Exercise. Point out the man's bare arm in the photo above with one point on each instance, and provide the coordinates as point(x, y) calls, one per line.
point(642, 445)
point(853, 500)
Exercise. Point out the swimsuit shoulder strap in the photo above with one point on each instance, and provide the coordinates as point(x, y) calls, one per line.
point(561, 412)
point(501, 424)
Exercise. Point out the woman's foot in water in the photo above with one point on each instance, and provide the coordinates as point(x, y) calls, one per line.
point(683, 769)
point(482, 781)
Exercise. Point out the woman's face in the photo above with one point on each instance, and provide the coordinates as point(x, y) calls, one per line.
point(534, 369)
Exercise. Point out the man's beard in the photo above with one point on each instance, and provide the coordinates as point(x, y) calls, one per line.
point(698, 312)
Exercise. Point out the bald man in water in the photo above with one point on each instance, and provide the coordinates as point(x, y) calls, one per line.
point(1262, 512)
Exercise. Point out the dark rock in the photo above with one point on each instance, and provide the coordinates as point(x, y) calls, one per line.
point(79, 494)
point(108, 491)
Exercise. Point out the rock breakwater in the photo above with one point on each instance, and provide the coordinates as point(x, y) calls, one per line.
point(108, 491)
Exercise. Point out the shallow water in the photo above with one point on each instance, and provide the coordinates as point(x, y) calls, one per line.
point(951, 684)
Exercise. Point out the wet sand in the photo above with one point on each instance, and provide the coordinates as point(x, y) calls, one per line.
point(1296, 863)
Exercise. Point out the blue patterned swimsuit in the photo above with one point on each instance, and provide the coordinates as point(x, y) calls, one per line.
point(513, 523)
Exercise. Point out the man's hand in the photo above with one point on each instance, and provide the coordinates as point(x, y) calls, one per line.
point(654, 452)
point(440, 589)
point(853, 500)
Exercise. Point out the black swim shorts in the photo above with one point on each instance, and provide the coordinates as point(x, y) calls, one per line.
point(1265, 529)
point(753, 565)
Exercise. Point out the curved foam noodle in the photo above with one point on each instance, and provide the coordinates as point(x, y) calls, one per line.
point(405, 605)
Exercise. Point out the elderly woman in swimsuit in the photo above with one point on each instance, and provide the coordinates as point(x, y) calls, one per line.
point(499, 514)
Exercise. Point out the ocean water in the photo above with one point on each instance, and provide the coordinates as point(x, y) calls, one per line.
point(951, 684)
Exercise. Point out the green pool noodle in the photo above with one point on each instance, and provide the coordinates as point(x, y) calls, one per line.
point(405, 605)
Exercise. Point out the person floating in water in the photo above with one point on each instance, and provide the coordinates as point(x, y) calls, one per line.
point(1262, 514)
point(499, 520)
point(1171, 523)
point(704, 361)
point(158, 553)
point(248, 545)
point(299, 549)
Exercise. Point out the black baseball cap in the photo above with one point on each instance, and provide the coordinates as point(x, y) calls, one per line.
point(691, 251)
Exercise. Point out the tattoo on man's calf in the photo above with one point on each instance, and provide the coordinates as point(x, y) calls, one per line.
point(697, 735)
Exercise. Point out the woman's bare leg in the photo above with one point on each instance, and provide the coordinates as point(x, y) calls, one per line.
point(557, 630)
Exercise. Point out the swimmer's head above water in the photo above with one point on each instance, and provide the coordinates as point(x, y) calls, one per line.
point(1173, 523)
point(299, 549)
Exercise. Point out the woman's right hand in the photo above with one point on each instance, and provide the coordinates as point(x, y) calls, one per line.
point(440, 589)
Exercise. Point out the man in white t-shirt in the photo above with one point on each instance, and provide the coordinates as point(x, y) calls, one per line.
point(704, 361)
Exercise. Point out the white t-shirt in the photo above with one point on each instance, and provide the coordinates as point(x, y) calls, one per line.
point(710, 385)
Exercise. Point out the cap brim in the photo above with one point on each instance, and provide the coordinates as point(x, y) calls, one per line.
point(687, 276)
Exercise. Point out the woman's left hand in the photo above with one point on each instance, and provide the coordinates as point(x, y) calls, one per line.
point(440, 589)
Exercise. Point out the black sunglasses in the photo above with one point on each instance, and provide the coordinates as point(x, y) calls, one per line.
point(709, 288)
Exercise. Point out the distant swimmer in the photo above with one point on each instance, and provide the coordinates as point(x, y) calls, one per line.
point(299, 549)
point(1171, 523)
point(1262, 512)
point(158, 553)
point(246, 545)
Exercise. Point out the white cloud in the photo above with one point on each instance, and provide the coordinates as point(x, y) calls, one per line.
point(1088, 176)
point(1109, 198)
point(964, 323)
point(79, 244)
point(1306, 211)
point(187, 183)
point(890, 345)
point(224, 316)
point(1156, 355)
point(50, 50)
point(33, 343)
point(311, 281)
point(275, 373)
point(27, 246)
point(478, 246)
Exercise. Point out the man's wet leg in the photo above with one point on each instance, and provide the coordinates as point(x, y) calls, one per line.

———

Rewrite all of these lines, substituting "Task" for "Exercise" and changing nothing else.

Task. Point out the man's bare arm in the photo above with one point on each instance, and provide the coordinates as point(x, y) calls, one per line.
point(642, 445)
point(853, 500)
Task. Point out the swimsuit shoulder strap in the photo above with one point on each instance, and provide the coordinates as point(x, y) calls, one per line.
point(561, 412)
point(501, 424)
Task. Point out the woman's foot in water in the photo above with one point on each instance, and provide the coordinates as point(x, y) calls, one per line.
point(683, 769)
point(482, 781)
Task. Point out the woman's face in the photo above with one point on each instance, and provide the coordinates as point(x, y) calls, one per line.
point(534, 369)
Task. Point out the man's beard in the photo above with one point on each instance, and provide the coordinates as point(x, y) calls, one per line.
point(698, 312)
Task. Point out the bald man in water in the photo above with one point on each instance, and provide the coordinates as point(x, y) calls, one per line.
point(1262, 512)
Task. Point out the dark rock in the photo above with one point on each instance, and provide the coordinates as point(x, y) calls, one per line.
point(79, 494)
point(108, 491)
Task. Point out the rock breakwater in the photo above with one point on each instance, and provide the coordinates as point(x, y) calls, one per line.
point(108, 491)
Task. Point out the shallow water in the photo above with one point on each instance, and provide the coordinates as point(x, y) calls, one per line.
point(951, 684)
Task. Point out the wet sand in the photo above with one point on each instance, and provide the coordinates as point(x, y) calls, one per line.
point(1296, 863)
Task. Point out the blue patterned swimsuit in the photo above with one point on each instance, and provide the coordinates as point(x, y) calls, one per line.
point(513, 523)
Task. Point out the man's hand in the photo above with one point on each instance, and provide the coordinates as point(x, y) calls, one per line.
point(654, 452)
point(440, 589)
point(853, 500)
Task. Point out the black swim shorts in the photo above with one point on each instance, and provide the coordinates as point(x, y) calls, one per line.
point(1265, 529)
point(753, 565)
Task. Point out the curved foam noodle in the photo above with one point on each instance, and provide the coordinates as point(x, y) calls, one per line.
point(405, 605)
Task. Point out the elderly woman in swimsuit in the photo above with one point on each instance, and provide the coordinates as point(x, y) calls, one per line.
point(499, 514)
Task. Point out the ocean water in the photo above with one point on each instance, and provide the coordinates as point(x, y) calls, one per line.
point(951, 684)
Task. Point out the green pool noodle in the photo above with one point on each instance, and provide the coordinates as point(x, y) calls, one per line.
point(405, 605)
Task. Point out the person floating in water in the photo above with one point on each instance, and provide the coordinates as point(x, y) calls, one per line.
point(1262, 514)
point(499, 520)
point(1171, 523)
point(704, 361)
point(158, 553)
point(248, 545)
point(299, 549)
Task. Point out the black baseball cap in the photo above with one point on each instance, and provide the coordinates as point(x, y) calls, one per line.
point(691, 251)
Task. Point out the tattoo on man's calf in the photo above with one point on each instance, and provide the coordinates as point(x, y) calls, one per line.
point(697, 735)
Task. Point out the woman's bare leg in the photo above with one point on each instance, and provide the coordinates as point(x, y) calls, one per line.
point(557, 630)
Task. Point out the swimmer's head above water in the photo above with one point on each instance, and provide the coordinates as point(x, y) calls, one per line.
point(1173, 523)
point(299, 549)
Task. Point out the woman's right hand in the photo above with one point on each instance, and provide the coordinates as point(x, y) calls, one per line.
point(440, 589)
Task. Point out the man in white t-shirt in the photo above with one point on each instance, and provide the coordinates as point(x, y) calls, one per line.
point(704, 361)
Task. Point out the white t-shirt in the photo above with one point on each instance, and provide the coordinates as point(x, y) calls, one per line.
point(710, 385)
Task. Point out the cap brim in the photo above with one point on each instance, and provide the coordinates as point(x, y) calls, one per line.
point(687, 276)
Task. Point out the woman's left hand in the photo above with one point on each instance, and provide the coordinates as point(x, y) calls, one per line.
point(440, 589)
Task. Point out the black sunglasses in the photo above with one point on each instance, and provide the coordinates as point(x, y) calls, one per line.
point(709, 288)
Task. Point out the distant swimmer in the photo above with one point on each instance, and provide the coordinates as point(x, y) calls, one per line.
point(299, 549)
point(1171, 523)
point(1262, 512)
point(158, 553)
point(246, 545)
Task. Point out the white cloud in the photo above with one point on each instance, and provide the coordinates as point(x, y) calls, one per line.
point(1088, 176)
point(1109, 198)
point(964, 323)
point(79, 244)
point(1306, 211)
point(187, 183)
point(890, 345)
point(224, 316)
point(1156, 355)
point(50, 50)
point(33, 343)
point(311, 281)
point(275, 373)
point(27, 246)
point(478, 246)
Task. Point out the man's wet leg in the photo above with one point on each instance, and provide the coordinates as point(x, y) calls, one per line.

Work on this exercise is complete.